Quoted passage =
● ● ● ● ●

Tetrate Enterprise Gateway for EnvoyVersion: v1.4.x

Rate Limiting

There are myriad reasons to limit the rate of requests to an endpoint, including fair use of your resources by customers, and protection of your services by ensuring they don't go over their qps capacity.

info

The Envoy proxies used by Tetrate Enterprise Gateway for Envoy (TEG) to process and forward user requests do support a form of ratelimiting natively. However this is local-only; each proxy keeps its own count of how many requests have hit and endpoint, and can only make decisions based on that local number. Since TEG horizontally scales out the Envoys at the edge of your cluster (for both scale reasons, and to avoid single-points-of-failure), each proxy doing its own local limiting isn't sufficient to keep load on your services to a given level. What's needed is global ratelimiting, i.e. across all the proxies. This requires them to co-ordinate about the request counts for each endpoint. This in turn needs a global counter, available to all of them. TEG's batteries-included approach provides this for you as part of the standard install, realized as a Redis server available on the network.

● ● ● ● ●

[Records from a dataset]

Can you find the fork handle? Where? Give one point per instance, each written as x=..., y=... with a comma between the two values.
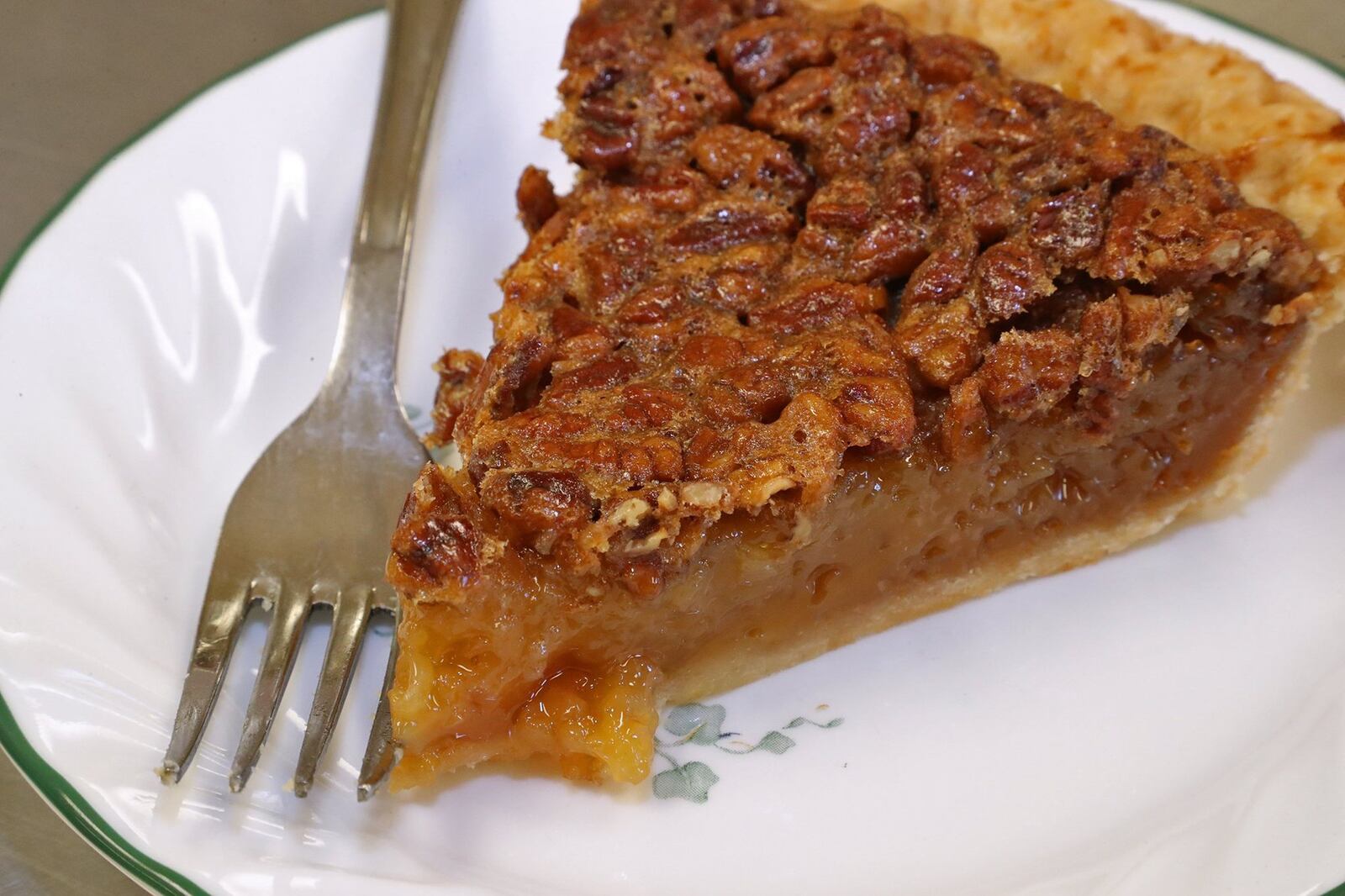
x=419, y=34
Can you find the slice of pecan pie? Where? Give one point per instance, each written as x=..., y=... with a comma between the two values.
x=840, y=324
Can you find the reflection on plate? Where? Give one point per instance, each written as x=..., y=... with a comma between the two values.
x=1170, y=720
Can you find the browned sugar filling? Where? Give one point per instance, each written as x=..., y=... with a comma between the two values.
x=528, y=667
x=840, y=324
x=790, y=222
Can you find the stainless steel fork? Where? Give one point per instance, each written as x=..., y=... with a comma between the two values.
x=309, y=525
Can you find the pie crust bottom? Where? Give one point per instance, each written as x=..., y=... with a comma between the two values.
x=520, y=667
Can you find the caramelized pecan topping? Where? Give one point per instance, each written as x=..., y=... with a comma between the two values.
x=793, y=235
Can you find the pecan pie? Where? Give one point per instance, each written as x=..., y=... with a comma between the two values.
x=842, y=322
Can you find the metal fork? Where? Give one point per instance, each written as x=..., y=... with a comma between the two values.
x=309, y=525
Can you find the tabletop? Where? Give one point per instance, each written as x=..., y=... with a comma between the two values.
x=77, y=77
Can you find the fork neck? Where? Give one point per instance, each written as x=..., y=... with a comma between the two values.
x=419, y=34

● ● ● ● ●

Short problem 1 =
From the rows above, copy out word for word the lines starting with the line that contains "Can you find the caramelized" and going on through the line that contains "x=793, y=235".
Short problem 2 =
Write what comes next in the passage on rate limiting, picking up after its last sentence.

Response 1 =
Can you find the caramelized pecan topping? Where? Give one point per instance, each written as x=..., y=... with a comma between the two values.
x=793, y=235

Response 2 =
warning

While the TEG-managed Redis instance is a great way to get started, it is not deployed in a production-hardened manner and should be considered suitable for demo purposes only.

TEG makes enforcing global rate-limits easy; configurable with a simple resource. And because TEG is layer-7 (i.e. HTTP) aware, ratelimits can be applied to individual HTTP hosts, paths, and other attributes available in the requests' HTTP headers, e.g. username.

Prerequisites

This article will just cover configuring ratelimiting. Before we can look at that, you should have a Kubernetes cluster, with TEG installed, an app deployed, and that app exposed outside of the cluster using TEG. You can follow the Expose Your Application guide to get to this point. This guide suggests you install an example httpbin instance to test with. The instructions in this article will configure ratelimiting for this httpbin instance, but you can of course change them to refer to your own app(s).

Configuring ratelimiting

Ratelimiting using BackendTrafficPolicy

First, we will configure a ratelimiting setting using BackendTrafficPolicy. This states that any endpoint subject to it will be limited to 1 request per second.

cat <<EOF | kubectl apply -f -
apiVersion: gateway.envoyproxy.io/v1alpha1
kind: BackendTrafficPolicy
metadata:
  namespace: httpbin
  name: ratelimit-1hz
spec:
  targetRef:
    group: gateway.networking.k8s.io
    kind: HTTPRoute
    name: httpbin
  rateLimit:
    type: Global
    global:
      rules:
        - limit:
            requests: 1
            unit: Second
EOF

Test the Ratelimit
Now let's make some requests to httpbin to see the ratelimit in action. Refer back to Expose Your Application for how to set the $DEDICATED_GATEWAY_IP environment variable, which we'll need to be able to call TEG.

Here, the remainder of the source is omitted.